> [The exercise]: Pull out every line in the entries below that contains the word "white", matching case exactly, and copy each such line unchanged.

----- Records shown

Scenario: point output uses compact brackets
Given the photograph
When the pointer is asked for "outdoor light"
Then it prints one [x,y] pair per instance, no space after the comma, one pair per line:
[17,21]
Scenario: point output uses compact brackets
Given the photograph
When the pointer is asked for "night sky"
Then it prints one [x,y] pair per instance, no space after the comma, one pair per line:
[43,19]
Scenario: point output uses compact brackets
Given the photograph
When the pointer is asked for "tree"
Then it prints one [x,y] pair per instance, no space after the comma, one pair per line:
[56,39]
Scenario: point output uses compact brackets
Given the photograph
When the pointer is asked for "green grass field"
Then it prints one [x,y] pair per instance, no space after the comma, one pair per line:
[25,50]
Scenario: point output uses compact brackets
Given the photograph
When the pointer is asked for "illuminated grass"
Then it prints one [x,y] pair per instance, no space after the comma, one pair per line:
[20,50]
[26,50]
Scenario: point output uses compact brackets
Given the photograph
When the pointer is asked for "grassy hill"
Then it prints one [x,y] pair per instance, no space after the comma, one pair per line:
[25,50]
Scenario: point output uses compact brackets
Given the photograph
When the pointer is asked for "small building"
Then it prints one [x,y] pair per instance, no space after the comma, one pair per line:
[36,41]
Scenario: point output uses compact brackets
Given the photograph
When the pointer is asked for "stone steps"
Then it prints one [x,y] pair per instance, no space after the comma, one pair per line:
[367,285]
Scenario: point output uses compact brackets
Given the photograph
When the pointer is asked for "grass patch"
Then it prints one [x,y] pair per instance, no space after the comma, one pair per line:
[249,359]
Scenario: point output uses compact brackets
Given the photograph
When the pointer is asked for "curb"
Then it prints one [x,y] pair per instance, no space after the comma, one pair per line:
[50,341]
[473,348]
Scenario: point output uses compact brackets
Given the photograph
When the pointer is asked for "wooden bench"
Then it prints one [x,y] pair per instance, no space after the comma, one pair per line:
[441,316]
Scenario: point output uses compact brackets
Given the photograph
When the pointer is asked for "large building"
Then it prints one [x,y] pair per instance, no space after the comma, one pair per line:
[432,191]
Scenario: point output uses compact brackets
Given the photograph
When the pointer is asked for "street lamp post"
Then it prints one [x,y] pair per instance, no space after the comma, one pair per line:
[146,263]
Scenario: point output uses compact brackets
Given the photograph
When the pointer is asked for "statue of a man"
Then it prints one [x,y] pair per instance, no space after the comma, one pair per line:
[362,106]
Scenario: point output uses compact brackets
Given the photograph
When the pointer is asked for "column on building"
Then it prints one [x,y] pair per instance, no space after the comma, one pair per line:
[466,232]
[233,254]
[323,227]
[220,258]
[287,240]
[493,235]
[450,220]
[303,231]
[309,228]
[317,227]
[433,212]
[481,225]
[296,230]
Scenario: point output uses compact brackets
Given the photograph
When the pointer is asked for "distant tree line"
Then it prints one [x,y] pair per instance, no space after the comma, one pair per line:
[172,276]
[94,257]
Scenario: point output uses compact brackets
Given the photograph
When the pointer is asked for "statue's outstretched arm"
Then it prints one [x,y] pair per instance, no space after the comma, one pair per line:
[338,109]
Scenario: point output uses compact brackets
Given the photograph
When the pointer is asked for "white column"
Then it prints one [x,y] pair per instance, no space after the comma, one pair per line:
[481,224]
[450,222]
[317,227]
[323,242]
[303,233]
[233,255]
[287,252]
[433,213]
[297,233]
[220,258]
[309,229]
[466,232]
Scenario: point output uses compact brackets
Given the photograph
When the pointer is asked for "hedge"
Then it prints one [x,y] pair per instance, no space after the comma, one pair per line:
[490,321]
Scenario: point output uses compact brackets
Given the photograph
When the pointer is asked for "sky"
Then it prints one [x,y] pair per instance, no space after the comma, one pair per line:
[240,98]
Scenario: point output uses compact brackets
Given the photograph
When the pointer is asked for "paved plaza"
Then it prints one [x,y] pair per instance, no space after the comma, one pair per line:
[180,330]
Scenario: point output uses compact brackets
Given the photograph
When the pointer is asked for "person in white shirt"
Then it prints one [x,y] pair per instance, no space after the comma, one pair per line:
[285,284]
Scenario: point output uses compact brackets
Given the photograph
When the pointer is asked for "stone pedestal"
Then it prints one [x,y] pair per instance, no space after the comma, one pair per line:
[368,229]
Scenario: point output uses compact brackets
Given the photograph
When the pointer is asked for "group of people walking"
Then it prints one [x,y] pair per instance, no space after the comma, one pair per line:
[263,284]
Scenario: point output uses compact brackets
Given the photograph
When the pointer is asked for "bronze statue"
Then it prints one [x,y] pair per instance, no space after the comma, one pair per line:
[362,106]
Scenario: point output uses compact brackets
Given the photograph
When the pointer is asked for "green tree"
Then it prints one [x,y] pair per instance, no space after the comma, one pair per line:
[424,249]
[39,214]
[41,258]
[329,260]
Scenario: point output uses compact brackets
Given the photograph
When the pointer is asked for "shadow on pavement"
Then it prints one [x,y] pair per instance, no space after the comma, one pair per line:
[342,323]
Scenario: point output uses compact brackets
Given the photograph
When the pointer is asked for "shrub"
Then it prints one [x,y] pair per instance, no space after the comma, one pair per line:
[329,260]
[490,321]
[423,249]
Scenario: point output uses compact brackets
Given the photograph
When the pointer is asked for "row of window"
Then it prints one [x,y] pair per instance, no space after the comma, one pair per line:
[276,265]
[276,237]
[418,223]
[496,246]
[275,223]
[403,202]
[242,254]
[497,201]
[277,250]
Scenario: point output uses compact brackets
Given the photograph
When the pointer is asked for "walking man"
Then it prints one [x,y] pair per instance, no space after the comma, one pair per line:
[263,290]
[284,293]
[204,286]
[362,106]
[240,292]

----------

> [Response]:
When the pointer is asked for "white column"
When the pointer is asked for "person in white shirt"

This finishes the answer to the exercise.